__TASKS FOR THIS EXERCISE__.
a – Can you extract, word for word, the passage of the piece on farmers and New Zealand politics starting at "As I wrote earlier, farming" and ending at "nation’s biggest industry?"?
b – Can you copy the records verbatim, starting at their first line and ending at the line containing "positive clicks: (56, 271) (42, 253)", with both of those lines included?

__SELECTED EXCERPT__.
##############################

For a number of years Labour has been struggling to engage with farmers and get their vote- and it is for that very reason we have had 3 successive National governments- as bad as they are, they hold the rural electorates because Labour/Greens is worse. Like someone commented following Labour’s policy announcement- it’s easy to tax those you hate. For all Ardern reckons she came from a farm and holds them close to her heart, she is seriously deluded. Waterways are continually moving through a cycle, with evaporation, precipitation etc. It’s not a static thing like a house which you can own, or animals which live for x number of years. Water has, and always will, continue in a normal cycle so claiming ownership is crazy. Even more is taxing the people who make better and cleaner use of the land than many others.
As I wrote earlier, farming is the country’s backbone and employs far more people or has more people directly and indirectly involved than any other NZ business. Many comments appeared on social media about how farmers have been running this country for too long. Well my response (which I didn’t type) is ‘which planet have you been living on?’ If farmers ruled this country, would we have the increasingly ridiculous health and safety rules? Would we have the more and more politically correct animal welfare policies? Bearing in mind with that one, that farmers by and large care about their animals, as healthy animals are worth a lot more than dead ones on the property.

So my questions for all NZ politicians and parties are:
– which party is not going to be afraid to stand up and speak for the people who voted it in?
– who is going to defend our nation’s biggest industry?
– what are you going to do to help the depressed and struggling farmers in this country?
– how do you plan to support the families and communities where a loved one has tragically taken their own life- and moreover, if you continue to make bad economic policies, how will you support the future families and communities that will be affected?

##############################

__DATA FOR REVIEW__.
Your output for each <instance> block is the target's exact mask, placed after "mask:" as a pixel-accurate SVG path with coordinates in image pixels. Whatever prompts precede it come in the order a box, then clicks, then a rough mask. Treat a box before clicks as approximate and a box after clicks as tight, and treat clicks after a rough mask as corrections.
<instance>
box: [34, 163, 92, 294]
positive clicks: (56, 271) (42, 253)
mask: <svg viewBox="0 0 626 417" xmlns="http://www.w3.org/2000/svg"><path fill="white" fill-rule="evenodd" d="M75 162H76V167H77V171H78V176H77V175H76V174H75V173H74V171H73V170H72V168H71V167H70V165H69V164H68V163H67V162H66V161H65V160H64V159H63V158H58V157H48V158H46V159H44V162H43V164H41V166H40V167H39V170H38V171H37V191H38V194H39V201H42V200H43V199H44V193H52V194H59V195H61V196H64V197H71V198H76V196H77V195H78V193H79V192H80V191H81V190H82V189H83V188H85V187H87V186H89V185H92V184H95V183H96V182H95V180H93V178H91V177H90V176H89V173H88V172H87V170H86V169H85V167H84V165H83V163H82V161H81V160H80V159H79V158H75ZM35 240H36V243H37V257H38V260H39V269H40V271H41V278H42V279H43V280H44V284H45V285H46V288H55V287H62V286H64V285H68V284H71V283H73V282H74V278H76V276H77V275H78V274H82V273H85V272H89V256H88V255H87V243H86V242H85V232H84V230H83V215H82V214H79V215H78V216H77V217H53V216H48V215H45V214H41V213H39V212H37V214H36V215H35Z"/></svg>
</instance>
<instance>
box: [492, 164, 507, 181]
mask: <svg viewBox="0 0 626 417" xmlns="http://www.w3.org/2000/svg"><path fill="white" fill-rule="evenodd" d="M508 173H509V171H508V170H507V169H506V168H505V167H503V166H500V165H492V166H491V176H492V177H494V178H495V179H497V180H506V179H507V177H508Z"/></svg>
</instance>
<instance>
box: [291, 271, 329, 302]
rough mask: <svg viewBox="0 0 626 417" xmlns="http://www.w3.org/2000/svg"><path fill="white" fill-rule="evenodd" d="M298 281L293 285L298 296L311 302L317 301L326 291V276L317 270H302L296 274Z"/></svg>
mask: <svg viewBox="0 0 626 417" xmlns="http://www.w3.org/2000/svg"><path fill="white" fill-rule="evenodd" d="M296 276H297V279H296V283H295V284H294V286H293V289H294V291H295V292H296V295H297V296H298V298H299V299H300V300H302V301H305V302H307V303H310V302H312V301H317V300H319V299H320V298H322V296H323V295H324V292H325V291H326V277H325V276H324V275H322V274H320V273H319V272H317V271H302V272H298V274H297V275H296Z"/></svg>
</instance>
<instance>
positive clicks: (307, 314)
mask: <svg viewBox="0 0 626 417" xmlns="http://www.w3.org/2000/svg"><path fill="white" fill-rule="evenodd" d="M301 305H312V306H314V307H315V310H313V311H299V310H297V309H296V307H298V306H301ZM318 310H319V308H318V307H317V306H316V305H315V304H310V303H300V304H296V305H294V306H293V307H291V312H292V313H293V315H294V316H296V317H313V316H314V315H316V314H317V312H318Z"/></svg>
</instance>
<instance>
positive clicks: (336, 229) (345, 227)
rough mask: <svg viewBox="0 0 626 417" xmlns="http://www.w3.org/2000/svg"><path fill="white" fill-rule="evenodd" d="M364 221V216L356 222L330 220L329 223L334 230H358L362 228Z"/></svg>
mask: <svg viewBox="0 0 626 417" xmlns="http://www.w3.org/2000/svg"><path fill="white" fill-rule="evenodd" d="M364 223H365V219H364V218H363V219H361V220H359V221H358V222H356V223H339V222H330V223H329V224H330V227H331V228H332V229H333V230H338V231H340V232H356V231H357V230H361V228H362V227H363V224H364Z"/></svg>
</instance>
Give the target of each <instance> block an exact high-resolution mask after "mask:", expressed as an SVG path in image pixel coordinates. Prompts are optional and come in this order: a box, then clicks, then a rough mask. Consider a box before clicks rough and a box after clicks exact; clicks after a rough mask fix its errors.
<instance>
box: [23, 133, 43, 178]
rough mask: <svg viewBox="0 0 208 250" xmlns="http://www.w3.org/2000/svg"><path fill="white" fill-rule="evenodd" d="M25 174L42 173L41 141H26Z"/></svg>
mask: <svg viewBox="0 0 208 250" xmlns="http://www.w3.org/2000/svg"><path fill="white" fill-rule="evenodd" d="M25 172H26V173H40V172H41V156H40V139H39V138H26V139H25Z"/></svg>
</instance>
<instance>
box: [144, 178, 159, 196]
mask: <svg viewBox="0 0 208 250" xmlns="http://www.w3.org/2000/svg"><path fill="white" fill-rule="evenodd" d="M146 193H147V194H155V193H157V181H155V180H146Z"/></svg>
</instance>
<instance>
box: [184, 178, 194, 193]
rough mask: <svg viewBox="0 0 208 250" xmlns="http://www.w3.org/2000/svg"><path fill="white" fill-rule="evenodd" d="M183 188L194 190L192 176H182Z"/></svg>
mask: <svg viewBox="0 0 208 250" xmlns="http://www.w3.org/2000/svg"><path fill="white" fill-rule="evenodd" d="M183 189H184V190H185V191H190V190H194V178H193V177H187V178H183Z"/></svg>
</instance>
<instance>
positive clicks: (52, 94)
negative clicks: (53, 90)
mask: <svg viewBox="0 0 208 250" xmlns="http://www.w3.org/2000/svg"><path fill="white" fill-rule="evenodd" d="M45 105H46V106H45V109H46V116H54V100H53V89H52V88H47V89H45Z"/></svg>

##############################

__SOLUTIONS TO THE PROBLEMS__.
a –
As I wrote earlier, farming is the country’s backbone and employs far more people or has more people directly and indirectly involved than any other NZ business. Many comments appeared on social media about how farmers have been running this country for too long. Well my response (which I didn’t type) is ‘which planet have you been living on?’ If farmers ruled this country, would we have the increasingly ridiculous health and safety rules? Would we have the more and more politically correct animal welfare policies? Bearing in mind with that one, that farmers by and large care about their animals, as healthy animals are worth a lot more than dead ones on the property.

So my questions for all NZ politicians and parties are:
– which party is not going to be afraid to stand up and speak for the people who voted it in?
– who is going to defend our nation’s biggest industry?

b –
Your output for each <instance> block is the target's exact mask, placed after "mask:" as a pixel-accurate SVG path with coordinates in image pixels. Whatever prompts precede it come in the order a box, then clicks, then a rough mask. Treat a box before clicks as approximate and a box after clicks as tight, and treat clicks after a rough mask as corrections.
<instance>
box: [34, 163, 92, 294]
positive clicks: (56, 271) (42, 253)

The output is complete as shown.